[START Records for the task]

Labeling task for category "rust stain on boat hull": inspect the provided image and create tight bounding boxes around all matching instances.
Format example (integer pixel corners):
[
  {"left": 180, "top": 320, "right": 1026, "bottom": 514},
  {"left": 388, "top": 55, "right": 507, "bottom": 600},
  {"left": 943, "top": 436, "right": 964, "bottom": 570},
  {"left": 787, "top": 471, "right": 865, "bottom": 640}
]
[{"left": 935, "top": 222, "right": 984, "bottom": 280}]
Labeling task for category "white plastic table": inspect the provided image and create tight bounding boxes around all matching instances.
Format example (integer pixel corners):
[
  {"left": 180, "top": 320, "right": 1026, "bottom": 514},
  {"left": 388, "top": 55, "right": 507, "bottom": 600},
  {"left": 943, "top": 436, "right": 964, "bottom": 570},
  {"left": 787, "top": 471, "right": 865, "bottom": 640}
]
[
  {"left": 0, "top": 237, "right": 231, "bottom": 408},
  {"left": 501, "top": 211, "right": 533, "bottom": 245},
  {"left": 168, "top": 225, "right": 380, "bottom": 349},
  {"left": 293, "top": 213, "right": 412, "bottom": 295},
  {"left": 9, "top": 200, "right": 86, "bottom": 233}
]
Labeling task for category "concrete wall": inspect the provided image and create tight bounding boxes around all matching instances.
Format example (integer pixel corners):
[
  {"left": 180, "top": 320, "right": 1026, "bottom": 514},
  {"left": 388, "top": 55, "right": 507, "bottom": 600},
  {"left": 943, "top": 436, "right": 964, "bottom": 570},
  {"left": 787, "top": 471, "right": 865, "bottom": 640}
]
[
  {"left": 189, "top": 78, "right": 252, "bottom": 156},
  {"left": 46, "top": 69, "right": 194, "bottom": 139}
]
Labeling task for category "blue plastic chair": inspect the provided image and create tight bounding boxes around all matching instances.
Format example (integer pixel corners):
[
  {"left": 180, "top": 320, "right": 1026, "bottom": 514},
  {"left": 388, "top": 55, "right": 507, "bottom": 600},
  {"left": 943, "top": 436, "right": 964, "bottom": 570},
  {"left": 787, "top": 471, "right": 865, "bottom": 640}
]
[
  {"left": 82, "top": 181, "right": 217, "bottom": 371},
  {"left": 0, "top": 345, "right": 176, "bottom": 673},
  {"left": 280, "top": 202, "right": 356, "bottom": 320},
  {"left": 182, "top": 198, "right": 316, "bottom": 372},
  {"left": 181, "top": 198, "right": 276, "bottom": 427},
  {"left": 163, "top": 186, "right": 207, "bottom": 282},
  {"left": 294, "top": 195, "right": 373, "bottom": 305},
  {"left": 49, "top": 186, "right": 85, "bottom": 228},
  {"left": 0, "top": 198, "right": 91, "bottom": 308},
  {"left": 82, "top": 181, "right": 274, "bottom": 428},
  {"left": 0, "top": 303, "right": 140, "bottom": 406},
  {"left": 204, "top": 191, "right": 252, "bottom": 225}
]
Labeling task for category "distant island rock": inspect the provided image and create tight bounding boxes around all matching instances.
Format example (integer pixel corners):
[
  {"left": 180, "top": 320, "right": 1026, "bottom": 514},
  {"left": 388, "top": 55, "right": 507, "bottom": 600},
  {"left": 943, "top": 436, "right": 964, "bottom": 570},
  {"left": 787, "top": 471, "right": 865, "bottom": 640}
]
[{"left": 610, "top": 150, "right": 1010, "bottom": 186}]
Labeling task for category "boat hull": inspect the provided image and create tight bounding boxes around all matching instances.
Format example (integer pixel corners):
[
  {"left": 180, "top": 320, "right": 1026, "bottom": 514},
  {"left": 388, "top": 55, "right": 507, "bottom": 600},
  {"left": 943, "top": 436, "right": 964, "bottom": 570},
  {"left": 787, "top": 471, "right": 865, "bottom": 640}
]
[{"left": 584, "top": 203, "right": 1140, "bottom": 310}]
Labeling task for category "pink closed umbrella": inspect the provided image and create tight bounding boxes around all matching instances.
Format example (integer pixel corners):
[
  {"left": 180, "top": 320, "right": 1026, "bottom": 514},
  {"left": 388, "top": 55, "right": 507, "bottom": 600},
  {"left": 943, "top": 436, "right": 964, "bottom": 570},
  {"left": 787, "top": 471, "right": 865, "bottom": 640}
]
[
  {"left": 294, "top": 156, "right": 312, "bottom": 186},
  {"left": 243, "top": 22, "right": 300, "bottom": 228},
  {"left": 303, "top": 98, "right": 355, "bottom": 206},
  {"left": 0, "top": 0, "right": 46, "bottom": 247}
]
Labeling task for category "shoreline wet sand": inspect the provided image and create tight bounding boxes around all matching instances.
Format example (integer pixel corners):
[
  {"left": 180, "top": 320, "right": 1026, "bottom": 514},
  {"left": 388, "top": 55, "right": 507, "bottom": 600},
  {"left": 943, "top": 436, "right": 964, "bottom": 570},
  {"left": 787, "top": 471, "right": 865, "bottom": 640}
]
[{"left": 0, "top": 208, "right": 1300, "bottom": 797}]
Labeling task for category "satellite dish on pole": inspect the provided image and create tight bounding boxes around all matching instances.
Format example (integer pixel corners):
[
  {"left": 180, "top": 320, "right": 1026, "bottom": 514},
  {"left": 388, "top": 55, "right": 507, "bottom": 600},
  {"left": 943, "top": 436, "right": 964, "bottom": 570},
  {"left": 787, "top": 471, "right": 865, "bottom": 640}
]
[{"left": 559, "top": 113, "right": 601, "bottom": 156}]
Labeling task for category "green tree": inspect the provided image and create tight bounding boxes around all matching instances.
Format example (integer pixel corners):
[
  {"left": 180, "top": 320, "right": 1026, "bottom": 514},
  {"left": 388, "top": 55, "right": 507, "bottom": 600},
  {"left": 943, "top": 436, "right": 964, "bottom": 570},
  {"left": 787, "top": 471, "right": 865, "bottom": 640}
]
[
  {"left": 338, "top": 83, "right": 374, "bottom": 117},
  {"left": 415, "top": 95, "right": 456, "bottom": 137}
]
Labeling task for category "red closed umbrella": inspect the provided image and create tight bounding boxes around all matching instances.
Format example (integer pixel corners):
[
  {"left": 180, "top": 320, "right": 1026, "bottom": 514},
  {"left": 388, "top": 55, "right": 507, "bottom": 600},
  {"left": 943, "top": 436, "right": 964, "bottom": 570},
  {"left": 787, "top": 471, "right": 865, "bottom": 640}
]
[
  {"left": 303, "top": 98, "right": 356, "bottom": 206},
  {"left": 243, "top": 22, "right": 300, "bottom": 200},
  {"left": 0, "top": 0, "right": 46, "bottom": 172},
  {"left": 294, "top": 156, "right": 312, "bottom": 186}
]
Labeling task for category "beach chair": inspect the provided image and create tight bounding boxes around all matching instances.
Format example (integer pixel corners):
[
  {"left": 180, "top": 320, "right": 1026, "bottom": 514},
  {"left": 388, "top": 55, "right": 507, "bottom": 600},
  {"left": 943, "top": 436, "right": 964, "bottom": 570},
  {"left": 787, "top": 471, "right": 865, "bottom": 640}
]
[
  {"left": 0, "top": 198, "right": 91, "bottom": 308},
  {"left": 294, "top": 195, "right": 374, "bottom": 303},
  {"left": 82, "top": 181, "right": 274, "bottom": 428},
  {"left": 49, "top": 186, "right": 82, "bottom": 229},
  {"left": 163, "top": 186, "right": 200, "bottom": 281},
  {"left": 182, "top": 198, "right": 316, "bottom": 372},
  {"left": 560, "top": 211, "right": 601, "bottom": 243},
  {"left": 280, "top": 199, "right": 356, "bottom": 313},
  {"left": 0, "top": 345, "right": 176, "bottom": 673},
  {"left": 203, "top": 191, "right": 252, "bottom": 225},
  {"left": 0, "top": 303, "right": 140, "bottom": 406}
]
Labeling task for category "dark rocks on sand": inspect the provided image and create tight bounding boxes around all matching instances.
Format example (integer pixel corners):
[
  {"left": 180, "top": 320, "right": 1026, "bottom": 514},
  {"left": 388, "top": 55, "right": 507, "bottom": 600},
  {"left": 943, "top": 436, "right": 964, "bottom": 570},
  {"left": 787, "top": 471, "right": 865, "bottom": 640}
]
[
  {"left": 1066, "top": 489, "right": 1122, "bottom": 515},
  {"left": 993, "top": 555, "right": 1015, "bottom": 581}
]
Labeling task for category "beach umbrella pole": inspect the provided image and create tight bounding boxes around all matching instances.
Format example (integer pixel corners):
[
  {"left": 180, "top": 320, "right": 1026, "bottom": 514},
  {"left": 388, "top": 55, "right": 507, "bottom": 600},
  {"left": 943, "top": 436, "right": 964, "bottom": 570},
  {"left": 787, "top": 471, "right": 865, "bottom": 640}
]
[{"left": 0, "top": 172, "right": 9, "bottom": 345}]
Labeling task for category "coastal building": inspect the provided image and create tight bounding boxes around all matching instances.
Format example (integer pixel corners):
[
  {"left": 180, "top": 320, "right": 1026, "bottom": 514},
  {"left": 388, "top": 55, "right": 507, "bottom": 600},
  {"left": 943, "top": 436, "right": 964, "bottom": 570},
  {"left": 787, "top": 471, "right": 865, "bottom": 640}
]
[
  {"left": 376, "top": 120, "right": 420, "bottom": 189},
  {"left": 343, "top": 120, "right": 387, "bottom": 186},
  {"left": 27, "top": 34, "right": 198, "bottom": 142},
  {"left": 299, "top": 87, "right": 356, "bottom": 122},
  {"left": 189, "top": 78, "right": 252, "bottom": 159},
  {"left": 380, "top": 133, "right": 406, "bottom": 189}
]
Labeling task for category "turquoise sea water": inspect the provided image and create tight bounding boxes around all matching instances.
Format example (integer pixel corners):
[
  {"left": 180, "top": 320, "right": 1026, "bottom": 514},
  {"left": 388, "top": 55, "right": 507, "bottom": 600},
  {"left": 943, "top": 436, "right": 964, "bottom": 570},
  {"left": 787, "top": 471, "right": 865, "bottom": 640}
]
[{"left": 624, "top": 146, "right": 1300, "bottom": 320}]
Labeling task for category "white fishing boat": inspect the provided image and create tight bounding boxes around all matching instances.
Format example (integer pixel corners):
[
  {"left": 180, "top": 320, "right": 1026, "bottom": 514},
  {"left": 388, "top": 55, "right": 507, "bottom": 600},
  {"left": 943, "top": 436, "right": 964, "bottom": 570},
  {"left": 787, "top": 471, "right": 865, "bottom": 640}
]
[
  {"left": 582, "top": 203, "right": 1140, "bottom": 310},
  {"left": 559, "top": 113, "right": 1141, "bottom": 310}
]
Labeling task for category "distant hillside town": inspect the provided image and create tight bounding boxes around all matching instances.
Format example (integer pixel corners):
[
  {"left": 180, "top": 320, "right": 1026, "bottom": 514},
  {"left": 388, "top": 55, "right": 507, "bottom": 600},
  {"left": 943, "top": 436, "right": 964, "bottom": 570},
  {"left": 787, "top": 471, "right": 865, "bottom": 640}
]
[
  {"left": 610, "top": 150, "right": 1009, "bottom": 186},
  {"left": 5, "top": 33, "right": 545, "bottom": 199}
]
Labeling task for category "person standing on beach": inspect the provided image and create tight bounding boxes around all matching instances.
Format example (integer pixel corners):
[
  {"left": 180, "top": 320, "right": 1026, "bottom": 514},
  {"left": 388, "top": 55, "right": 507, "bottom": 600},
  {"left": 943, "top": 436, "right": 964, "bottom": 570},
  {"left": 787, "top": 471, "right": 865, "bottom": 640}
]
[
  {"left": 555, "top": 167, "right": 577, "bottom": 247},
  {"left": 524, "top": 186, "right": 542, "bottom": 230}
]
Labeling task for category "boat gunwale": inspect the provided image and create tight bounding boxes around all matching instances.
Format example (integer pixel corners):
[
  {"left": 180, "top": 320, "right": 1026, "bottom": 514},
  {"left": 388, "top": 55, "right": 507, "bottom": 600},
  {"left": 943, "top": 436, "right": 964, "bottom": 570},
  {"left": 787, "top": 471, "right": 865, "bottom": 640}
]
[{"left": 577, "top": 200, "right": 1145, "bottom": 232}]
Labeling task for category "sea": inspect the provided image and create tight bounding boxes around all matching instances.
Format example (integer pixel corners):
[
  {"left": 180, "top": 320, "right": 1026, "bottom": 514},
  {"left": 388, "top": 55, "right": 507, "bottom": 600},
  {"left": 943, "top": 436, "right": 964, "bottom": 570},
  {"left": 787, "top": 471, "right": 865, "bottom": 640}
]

[END Records for the task]

- Instruction -
Pull out each line of the material above that contains the string "hull". Case counts.

- Output for this task -
Labeling task for category "rust stain on boat hull": inspect the provided image and create tight bounding boxes around all matching instances.
Labeling task for category "boat hull": inspect the provided image and create tight bounding boxes around all matching instances.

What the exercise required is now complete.